━━━━━ Input

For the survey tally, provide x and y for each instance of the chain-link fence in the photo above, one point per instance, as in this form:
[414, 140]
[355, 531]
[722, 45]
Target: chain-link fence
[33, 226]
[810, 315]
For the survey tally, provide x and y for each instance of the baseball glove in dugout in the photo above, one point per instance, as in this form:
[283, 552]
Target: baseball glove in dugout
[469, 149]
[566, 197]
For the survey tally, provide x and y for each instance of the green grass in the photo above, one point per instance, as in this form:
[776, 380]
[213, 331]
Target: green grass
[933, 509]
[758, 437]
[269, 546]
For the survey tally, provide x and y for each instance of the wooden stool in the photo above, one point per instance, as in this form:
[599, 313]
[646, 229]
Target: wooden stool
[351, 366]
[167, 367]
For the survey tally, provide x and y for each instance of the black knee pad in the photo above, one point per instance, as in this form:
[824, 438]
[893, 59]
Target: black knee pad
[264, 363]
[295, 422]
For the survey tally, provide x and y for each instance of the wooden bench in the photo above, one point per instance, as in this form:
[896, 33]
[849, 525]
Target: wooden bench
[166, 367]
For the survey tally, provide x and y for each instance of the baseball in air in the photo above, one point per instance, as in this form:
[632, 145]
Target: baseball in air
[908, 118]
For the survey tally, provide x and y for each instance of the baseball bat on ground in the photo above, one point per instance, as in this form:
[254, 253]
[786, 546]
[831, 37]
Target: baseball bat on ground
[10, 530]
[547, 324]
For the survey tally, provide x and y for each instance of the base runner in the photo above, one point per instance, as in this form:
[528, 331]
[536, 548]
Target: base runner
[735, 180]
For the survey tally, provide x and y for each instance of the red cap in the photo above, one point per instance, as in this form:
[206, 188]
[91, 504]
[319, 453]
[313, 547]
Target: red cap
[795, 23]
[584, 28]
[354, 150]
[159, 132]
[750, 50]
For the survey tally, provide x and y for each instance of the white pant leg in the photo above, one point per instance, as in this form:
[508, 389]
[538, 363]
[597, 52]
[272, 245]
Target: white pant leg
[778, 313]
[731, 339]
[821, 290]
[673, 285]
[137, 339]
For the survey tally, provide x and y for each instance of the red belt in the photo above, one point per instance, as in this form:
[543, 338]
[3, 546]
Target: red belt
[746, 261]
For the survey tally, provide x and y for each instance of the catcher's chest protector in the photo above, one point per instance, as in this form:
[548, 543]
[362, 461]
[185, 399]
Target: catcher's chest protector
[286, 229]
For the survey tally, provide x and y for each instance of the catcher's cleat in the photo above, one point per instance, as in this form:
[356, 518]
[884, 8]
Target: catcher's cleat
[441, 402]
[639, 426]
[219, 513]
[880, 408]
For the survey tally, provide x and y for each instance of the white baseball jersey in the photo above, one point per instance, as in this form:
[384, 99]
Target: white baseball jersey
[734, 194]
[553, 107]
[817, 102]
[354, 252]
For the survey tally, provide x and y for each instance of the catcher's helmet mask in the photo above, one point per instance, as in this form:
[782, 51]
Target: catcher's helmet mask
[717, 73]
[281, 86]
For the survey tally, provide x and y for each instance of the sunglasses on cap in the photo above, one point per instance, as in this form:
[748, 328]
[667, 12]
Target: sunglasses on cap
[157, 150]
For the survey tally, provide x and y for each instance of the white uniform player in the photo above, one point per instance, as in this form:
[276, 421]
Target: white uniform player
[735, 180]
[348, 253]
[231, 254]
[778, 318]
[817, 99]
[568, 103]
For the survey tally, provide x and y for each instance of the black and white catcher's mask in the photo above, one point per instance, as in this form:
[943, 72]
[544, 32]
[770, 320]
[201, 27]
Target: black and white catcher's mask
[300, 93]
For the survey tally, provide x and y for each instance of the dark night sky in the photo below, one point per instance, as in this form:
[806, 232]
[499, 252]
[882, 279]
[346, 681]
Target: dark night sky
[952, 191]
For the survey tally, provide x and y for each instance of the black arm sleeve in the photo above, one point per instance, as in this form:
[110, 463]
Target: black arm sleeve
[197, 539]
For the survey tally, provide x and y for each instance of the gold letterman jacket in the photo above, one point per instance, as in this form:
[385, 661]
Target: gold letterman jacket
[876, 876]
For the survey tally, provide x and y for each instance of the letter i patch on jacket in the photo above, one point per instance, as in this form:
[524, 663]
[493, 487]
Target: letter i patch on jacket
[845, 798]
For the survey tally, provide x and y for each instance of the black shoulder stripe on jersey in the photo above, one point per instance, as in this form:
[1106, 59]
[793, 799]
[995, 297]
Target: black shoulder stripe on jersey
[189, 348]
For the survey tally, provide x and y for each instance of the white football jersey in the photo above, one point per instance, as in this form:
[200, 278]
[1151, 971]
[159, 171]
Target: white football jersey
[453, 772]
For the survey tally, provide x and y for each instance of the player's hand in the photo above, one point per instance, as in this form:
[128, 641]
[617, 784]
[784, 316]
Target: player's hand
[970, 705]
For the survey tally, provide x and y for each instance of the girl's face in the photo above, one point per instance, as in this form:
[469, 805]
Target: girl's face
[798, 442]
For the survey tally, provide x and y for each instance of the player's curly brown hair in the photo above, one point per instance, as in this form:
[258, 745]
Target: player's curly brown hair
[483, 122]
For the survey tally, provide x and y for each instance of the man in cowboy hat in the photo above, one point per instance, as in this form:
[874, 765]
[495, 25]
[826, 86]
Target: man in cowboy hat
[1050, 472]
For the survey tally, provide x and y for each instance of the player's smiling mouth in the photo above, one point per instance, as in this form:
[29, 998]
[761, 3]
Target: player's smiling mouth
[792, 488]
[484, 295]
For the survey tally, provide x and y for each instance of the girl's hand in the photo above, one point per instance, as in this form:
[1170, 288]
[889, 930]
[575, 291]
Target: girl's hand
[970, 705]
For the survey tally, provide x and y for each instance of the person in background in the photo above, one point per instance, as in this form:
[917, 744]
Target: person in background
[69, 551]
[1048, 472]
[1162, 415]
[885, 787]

━━━━━━━━━━

The request> Transfer the rows between the line holding "cowboy hat in" and the line holding "[1050, 472]", inclusive, keeping the request lines too, and add -37 to each number in the answer coordinates. Leave the sample coordinates in the request unchanged.

Completed task>
For the survey tally, provide x and y for each instance of the man in cowboy hat in the photo above, one point per instance, as in this form:
[874, 765]
[495, 25]
[826, 86]
Target: man in cowboy hat
[1013, 435]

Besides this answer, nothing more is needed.